### Supplied records
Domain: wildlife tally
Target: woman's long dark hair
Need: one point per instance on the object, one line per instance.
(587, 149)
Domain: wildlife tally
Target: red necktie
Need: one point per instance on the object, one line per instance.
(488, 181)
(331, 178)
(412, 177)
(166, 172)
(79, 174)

### What you have to do
Copy out every line above, word for word, with nothing added or changed.

### Answer below
Domain: wildlife tally
Target: woman's long dark hair
Need: one point per instance on the object, one line per instance.
(587, 149)
Domain: wildlife tally
Target: red necktie
Need: one point per instance on the object, one line per instance.
(488, 181)
(331, 178)
(412, 177)
(166, 172)
(79, 174)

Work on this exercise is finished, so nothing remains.